▶ SET EXERCISE
Write out the lines below word for word, from the line with "point: green logo" to the line with "Target: green logo sticker", including both of those lines.

▶ GIVEN DATA
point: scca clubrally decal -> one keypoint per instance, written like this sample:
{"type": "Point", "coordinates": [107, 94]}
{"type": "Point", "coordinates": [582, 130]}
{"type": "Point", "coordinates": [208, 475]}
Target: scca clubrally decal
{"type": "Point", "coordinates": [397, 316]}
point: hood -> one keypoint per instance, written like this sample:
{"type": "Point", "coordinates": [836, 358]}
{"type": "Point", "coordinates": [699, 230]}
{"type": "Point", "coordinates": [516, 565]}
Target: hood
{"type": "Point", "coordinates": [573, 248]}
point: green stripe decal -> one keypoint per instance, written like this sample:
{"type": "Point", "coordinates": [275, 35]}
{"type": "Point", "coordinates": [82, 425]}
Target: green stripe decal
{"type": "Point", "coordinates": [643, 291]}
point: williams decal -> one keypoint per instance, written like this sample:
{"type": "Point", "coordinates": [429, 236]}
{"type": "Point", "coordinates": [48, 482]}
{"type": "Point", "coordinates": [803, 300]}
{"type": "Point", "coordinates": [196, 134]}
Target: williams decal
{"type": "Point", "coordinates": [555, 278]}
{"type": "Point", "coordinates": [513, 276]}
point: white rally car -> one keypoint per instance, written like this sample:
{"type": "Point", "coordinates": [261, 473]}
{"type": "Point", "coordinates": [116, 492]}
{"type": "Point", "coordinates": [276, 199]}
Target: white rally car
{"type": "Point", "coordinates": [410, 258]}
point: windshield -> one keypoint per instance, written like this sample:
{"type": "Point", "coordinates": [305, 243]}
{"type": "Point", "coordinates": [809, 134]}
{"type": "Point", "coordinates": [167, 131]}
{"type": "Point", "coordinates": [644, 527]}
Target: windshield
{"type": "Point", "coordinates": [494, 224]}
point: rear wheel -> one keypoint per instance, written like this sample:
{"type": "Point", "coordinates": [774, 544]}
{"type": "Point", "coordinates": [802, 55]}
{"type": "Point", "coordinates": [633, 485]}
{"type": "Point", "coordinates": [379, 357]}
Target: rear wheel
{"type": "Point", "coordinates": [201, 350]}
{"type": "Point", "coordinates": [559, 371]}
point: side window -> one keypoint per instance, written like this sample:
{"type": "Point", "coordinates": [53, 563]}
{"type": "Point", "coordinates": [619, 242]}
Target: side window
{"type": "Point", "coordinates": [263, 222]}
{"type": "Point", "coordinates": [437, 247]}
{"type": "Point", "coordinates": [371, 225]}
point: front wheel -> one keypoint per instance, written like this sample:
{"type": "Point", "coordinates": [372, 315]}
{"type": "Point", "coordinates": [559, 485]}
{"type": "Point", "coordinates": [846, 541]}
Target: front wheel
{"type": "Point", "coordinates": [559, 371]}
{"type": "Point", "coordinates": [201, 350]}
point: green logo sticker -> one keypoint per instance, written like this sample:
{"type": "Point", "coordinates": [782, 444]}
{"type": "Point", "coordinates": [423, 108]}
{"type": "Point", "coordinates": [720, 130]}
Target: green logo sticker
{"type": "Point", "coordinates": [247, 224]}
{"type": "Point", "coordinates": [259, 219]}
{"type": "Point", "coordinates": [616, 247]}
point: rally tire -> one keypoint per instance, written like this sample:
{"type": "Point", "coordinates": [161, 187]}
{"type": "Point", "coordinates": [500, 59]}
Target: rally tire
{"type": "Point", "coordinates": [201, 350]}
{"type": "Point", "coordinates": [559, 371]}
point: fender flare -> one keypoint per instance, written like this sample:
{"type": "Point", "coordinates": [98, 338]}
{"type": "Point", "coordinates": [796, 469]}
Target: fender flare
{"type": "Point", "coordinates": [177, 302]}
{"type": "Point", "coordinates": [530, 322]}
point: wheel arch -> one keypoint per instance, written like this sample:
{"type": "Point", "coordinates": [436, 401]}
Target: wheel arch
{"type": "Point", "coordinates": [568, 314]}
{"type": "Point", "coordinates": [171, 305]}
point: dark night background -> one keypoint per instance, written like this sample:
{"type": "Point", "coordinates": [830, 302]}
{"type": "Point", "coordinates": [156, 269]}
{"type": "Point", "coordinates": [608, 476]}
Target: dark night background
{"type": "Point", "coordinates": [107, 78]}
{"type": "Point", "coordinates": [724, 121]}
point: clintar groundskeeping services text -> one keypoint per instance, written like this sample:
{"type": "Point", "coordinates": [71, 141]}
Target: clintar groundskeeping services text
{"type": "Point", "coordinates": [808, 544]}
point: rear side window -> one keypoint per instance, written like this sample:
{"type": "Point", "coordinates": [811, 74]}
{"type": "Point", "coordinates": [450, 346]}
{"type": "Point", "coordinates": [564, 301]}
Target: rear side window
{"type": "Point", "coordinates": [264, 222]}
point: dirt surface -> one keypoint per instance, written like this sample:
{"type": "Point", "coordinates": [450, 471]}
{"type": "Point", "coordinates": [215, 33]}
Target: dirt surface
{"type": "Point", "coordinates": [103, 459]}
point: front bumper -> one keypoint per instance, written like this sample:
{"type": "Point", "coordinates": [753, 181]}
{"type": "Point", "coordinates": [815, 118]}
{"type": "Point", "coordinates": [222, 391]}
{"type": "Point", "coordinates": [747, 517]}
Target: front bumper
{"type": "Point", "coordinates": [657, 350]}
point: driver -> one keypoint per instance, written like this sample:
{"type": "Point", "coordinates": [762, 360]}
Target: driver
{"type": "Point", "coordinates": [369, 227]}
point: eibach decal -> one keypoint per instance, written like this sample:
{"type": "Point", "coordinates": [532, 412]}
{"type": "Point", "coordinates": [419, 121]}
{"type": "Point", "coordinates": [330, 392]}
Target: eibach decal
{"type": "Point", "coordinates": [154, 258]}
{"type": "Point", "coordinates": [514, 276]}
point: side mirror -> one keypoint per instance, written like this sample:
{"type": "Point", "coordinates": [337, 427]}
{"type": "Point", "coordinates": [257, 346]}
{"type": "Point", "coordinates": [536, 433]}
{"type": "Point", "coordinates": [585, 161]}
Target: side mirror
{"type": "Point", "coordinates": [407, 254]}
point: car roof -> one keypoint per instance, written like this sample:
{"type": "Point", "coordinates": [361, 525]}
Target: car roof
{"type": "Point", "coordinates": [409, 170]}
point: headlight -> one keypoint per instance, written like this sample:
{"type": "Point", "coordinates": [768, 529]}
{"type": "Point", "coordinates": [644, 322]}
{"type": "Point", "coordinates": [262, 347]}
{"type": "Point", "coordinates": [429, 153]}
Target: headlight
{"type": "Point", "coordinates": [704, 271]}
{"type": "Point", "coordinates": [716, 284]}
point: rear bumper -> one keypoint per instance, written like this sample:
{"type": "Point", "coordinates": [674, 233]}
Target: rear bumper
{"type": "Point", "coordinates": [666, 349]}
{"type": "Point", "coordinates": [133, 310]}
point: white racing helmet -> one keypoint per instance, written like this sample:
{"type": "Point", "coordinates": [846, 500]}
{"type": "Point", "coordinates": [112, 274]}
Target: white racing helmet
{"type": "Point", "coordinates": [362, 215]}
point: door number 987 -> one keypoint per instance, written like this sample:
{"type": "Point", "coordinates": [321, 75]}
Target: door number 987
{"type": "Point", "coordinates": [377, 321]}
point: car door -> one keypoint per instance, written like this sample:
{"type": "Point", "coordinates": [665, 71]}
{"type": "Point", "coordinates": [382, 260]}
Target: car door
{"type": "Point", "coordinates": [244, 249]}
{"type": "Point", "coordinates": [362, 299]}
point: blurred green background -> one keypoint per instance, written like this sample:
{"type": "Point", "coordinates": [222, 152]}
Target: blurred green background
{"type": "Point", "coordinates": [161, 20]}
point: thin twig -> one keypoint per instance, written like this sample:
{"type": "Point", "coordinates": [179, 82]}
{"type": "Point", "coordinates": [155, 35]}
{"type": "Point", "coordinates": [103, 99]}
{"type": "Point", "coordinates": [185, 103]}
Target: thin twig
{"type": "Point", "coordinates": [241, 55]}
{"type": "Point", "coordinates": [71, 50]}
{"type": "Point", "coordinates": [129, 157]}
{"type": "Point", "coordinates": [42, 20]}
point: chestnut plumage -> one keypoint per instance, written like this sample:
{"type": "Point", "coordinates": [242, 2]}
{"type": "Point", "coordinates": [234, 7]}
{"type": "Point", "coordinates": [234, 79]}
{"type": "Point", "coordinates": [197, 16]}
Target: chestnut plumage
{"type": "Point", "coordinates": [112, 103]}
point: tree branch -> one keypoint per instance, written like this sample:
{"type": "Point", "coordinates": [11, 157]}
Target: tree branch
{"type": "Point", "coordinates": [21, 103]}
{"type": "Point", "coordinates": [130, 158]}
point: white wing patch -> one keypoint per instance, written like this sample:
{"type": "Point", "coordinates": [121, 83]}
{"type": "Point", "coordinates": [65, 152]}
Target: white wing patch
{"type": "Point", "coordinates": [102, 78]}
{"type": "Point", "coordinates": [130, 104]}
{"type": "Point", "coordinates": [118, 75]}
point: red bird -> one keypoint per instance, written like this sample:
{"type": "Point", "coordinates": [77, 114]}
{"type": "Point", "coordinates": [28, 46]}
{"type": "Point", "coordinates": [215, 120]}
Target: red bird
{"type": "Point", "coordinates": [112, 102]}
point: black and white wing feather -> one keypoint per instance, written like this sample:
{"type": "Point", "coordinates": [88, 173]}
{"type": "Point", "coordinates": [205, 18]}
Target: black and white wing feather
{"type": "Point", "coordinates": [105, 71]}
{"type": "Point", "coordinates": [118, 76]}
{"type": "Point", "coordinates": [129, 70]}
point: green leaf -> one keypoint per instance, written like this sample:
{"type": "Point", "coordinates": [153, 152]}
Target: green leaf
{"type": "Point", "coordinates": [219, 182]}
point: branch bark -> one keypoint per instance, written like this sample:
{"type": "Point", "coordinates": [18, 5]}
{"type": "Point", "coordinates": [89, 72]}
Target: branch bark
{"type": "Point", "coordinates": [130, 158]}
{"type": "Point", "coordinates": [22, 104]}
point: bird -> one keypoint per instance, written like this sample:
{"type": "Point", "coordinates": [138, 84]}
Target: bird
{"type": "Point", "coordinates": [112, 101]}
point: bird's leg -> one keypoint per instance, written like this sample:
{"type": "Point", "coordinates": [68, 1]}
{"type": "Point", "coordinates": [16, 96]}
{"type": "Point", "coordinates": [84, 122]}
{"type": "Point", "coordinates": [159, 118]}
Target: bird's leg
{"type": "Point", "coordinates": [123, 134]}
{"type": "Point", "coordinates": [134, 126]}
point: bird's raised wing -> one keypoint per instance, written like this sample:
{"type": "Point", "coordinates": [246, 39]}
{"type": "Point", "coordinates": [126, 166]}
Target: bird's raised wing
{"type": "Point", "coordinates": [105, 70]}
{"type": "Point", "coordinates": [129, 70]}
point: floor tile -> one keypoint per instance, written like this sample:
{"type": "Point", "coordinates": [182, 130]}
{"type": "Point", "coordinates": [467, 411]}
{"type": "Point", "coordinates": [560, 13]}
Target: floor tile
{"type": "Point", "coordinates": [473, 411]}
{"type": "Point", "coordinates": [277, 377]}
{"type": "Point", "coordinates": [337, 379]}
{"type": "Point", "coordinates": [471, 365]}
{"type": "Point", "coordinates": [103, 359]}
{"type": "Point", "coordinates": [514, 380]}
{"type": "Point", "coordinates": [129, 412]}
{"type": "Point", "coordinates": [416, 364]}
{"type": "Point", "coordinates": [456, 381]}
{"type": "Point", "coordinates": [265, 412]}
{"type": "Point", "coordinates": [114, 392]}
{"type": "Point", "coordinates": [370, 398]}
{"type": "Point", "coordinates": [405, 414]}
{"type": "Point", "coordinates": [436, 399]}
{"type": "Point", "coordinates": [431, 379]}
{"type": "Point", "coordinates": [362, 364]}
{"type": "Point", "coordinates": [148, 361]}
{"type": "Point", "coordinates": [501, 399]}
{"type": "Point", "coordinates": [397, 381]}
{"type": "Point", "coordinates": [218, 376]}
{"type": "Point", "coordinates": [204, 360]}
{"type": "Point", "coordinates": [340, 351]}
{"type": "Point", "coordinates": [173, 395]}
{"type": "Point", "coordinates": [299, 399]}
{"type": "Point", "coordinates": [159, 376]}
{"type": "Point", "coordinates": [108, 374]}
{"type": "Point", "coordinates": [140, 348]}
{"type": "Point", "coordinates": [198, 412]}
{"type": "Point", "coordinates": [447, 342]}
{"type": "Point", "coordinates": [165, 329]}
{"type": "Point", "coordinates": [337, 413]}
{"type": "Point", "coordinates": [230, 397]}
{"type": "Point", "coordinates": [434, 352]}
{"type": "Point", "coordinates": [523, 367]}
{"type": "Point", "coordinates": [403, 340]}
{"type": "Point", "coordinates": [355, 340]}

▶ REPLY
point: green logo sticker -> one keypoint per instance, written like this sample:
{"type": "Point", "coordinates": [782, 444]}
{"type": "Point", "coordinates": [423, 108]}
{"type": "Point", "coordinates": [720, 130]}
Target: green logo sticker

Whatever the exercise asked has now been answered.